**RECORDS TO PROCESS:**
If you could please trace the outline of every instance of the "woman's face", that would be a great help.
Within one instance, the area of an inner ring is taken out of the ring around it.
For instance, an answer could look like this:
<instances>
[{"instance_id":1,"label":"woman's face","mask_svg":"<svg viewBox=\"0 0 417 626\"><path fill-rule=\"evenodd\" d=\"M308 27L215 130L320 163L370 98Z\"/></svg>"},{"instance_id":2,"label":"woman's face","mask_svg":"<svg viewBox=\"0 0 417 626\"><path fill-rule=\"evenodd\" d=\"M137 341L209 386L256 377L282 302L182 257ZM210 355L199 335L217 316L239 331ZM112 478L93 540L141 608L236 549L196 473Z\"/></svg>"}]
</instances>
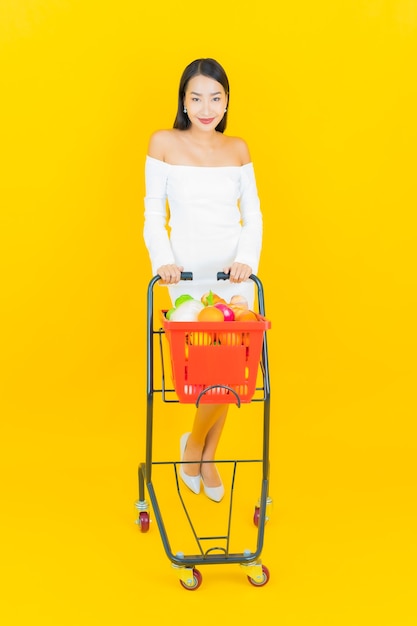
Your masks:
<instances>
[{"instance_id":1,"label":"woman's face","mask_svg":"<svg viewBox=\"0 0 417 626\"><path fill-rule=\"evenodd\" d=\"M223 119L227 107L223 85L208 76L190 78L184 106L191 124L201 130L214 130Z\"/></svg>"}]
</instances>

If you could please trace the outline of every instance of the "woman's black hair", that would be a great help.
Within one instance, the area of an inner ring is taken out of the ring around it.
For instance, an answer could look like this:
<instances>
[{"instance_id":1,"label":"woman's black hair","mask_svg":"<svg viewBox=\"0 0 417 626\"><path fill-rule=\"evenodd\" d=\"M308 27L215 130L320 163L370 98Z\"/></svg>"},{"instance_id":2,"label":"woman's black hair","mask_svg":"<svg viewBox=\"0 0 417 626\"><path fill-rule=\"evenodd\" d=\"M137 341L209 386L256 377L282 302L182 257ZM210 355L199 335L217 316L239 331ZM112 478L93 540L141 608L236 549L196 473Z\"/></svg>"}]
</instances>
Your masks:
<instances>
[{"instance_id":1,"label":"woman's black hair","mask_svg":"<svg viewBox=\"0 0 417 626\"><path fill-rule=\"evenodd\" d=\"M208 76L209 78L213 78L218 83L223 86L223 89L228 98L228 106L229 107L229 81L226 75L226 72L214 59L196 59L185 68L181 80L180 86L178 90L178 111L177 116L174 121L174 128L178 128L179 130L186 130L191 126L190 119L186 113L184 113L184 97L185 91L187 89L188 81L194 76ZM227 124L227 111L223 116L221 122L219 122L216 126L216 130L220 133L223 133L226 129Z\"/></svg>"}]
</instances>

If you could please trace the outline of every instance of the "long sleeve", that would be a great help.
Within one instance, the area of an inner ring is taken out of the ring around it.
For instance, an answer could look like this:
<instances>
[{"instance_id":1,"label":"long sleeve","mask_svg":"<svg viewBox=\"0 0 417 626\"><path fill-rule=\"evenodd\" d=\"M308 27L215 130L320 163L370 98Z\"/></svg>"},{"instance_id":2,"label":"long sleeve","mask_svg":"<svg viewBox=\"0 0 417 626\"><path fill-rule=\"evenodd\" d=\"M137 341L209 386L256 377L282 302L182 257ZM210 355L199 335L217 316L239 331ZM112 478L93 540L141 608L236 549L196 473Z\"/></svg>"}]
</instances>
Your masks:
<instances>
[{"instance_id":1,"label":"long sleeve","mask_svg":"<svg viewBox=\"0 0 417 626\"><path fill-rule=\"evenodd\" d=\"M145 163L145 223L143 237L155 275L161 265L175 263L167 230L169 165L152 157Z\"/></svg>"},{"instance_id":2,"label":"long sleeve","mask_svg":"<svg viewBox=\"0 0 417 626\"><path fill-rule=\"evenodd\" d=\"M242 167L239 205L242 230L235 261L250 265L256 274L262 248L263 222L252 163Z\"/></svg>"}]
</instances>

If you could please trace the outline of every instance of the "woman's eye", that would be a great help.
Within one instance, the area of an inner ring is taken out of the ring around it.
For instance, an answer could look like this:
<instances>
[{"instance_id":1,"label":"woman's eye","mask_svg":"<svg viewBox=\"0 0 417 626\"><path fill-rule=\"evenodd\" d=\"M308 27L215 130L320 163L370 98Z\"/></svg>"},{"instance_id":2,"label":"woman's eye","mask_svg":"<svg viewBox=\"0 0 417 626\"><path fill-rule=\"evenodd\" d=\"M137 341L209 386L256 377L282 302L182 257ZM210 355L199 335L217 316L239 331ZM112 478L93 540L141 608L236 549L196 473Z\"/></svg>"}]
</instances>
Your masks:
<instances>
[{"instance_id":1,"label":"woman's eye","mask_svg":"<svg viewBox=\"0 0 417 626\"><path fill-rule=\"evenodd\" d=\"M216 96L215 98L213 98L214 102L219 102L220 101L220 97Z\"/></svg>"}]
</instances>

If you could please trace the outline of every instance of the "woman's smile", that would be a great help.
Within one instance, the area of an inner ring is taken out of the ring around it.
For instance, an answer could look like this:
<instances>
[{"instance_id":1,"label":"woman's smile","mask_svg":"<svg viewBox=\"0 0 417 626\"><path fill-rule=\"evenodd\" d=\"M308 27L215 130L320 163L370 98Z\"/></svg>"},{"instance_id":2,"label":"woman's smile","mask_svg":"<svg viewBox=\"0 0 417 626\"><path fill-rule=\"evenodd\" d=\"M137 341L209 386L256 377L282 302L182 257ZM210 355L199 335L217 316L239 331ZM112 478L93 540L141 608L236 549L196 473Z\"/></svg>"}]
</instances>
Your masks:
<instances>
[{"instance_id":1,"label":"woman's smile","mask_svg":"<svg viewBox=\"0 0 417 626\"><path fill-rule=\"evenodd\" d=\"M215 117L199 117L198 121L202 124L211 124L215 119Z\"/></svg>"}]
</instances>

**ASSIGNMENT:** What you return must match the material above exactly, apart from its pictures.

**EXERCISE ANSWER:**
If you could please trace the outline of every instance of the "woman's face", that would be a great help.
Within one instance, the area of an inner ring is taken out of the ring around it.
For instance, an answer could look like this:
<instances>
[{"instance_id":1,"label":"woman's face","mask_svg":"<svg viewBox=\"0 0 417 626\"><path fill-rule=\"evenodd\" d=\"M308 27L215 130L320 163L370 98Z\"/></svg>"},{"instance_id":2,"label":"woman's face","mask_svg":"<svg viewBox=\"0 0 417 626\"><path fill-rule=\"evenodd\" d=\"M137 341L209 386L256 377L282 302L182 257ZM210 355L199 335L217 316L239 331ZM112 478L93 540L141 608L236 549L196 473Z\"/></svg>"}]
</instances>
Your masks:
<instances>
[{"instance_id":1,"label":"woman's face","mask_svg":"<svg viewBox=\"0 0 417 626\"><path fill-rule=\"evenodd\" d=\"M223 119L227 107L223 85L208 76L190 78L184 106L191 124L201 130L214 130Z\"/></svg>"}]
</instances>

If you could please trace the outline of every instance of the "woman's black hair", that would be a great help.
Within one instance, the area of an inner ring is taken out of the ring around it.
For instance, an answer could look like this:
<instances>
[{"instance_id":1,"label":"woman's black hair","mask_svg":"<svg viewBox=\"0 0 417 626\"><path fill-rule=\"evenodd\" d=\"M308 27L215 130L320 163L370 98Z\"/></svg>"},{"instance_id":2,"label":"woman's black hair","mask_svg":"<svg viewBox=\"0 0 417 626\"><path fill-rule=\"evenodd\" d=\"M137 341L209 386L256 377L282 302L182 257ZM210 355L199 335L217 316L239 331ZM112 478L93 540L141 608L236 549L196 473Z\"/></svg>"}]
</instances>
Your masks:
<instances>
[{"instance_id":1,"label":"woman's black hair","mask_svg":"<svg viewBox=\"0 0 417 626\"><path fill-rule=\"evenodd\" d=\"M208 76L209 78L213 78L218 83L223 86L223 89L228 98L228 106L229 107L229 81L226 75L226 72L214 59L196 59L185 68L181 80L180 86L178 90L178 111L177 116L174 121L174 128L178 128L179 130L186 130L191 126L190 119L186 113L184 113L184 97L185 91L187 89L188 81L194 76ZM227 124L227 111L223 116L221 122L219 122L216 126L216 130L220 133L223 133L226 129Z\"/></svg>"}]
</instances>

If you could please trace the outline of every instance of the "long sleeve", that would be a great help.
Within one instance, the area of an inner ring is taken out of the ring around it.
For instance, an answer could look like this:
<instances>
[{"instance_id":1,"label":"long sleeve","mask_svg":"<svg viewBox=\"0 0 417 626\"><path fill-rule=\"evenodd\" d=\"M308 27L215 130L320 163L370 98Z\"/></svg>"},{"instance_id":2,"label":"long sleeve","mask_svg":"<svg viewBox=\"0 0 417 626\"><path fill-rule=\"evenodd\" d=\"M137 341L209 386L256 377L282 302L182 257ZM210 355L199 335L217 316L239 331ZM112 478L93 540L141 608L236 549L196 473Z\"/></svg>"}]
</instances>
Your masks:
<instances>
[{"instance_id":1,"label":"long sleeve","mask_svg":"<svg viewBox=\"0 0 417 626\"><path fill-rule=\"evenodd\" d=\"M145 163L145 223L143 237L155 275L161 265L175 263L167 230L169 165L152 157Z\"/></svg>"},{"instance_id":2,"label":"long sleeve","mask_svg":"<svg viewBox=\"0 0 417 626\"><path fill-rule=\"evenodd\" d=\"M242 167L239 205L242 230L235 261L250 265L256 274L262 248L263 222L252 163Z\"/></svg>"}]
</instances>

If you could please trace the outline of every instance of the "woman's eye", that would be a great help.
Within one instance, the area of an inner ring is taken out of the ring around it.
For instance, an answer could look like this:
<instances>
[{"instance_id":1,"label":"woman's eye","mask_svg":"<svg viewBox=\"0 0 417 626\"><path fill-rule=\"evenodd\" d=\"M308 27L215 130L320 163L370 98Z\"/></svg>"},{"instance_id":2,"label":"woman's eye","mask_svg":"<svg viewBox=\"0 0 417 626\"><path fill-rule=\"evenodd\" d=\"M137 341L209 386L256 377L282 302L182 257ZM210 355L199 335L217 316L239 331ZM112 478L93 540L141 608L236 549L196 473Z\"/></svg>"}]
</instances>
Your masks:
<instances>
[{"instance_id":1,"label":"woman's eye","mask_svg":"<svg viewBox=\"0 0 417 626\"><path fill-rule=\"evenodd\" d=\"M216 96L215 98L213 98L214 102L219 102L220 101L220 97Z\"/></svg>"}]
</instances>

If you could please trace the outline of every instance of the "woman's smile", that would be a great help.
Within one instance, the area of an inner ring is taken out of the ring around it.
For instance, an answer could look like this:
<instances>
[{"instance_id":1,"label":"woman's smile","mask_svg":"<svg viewBox=\"0 0 417 626\"><path fill-rule=\"evenodd\" d=\"M308 27L215 130L320 163L370 98Z\"/></svg>"},{"instance_id":2,"label":"woman's smile","mask_svg":"<svg viewBox=\"0 0 417 626\"><path fill-rule=\"evenodd\" d=\"M137 341L209 386L256 377L282 302L182 257ZM210 355L199 335L217 316L239 331ZM112 478L93 540L141 608L236 549L196 473Z\"/></svg>"}]
</instances>
Your masks:
<instances>
[{"instance_id":1,"label":"woman's smile","mask_svg":"<svg viewBox=\"0 0 417 626\"><path fill-rule=\"evenodd\" d=\"M215 117L199 117L198 121L202 124L211 124L215 119Z\"/></svg>"}]
</instances>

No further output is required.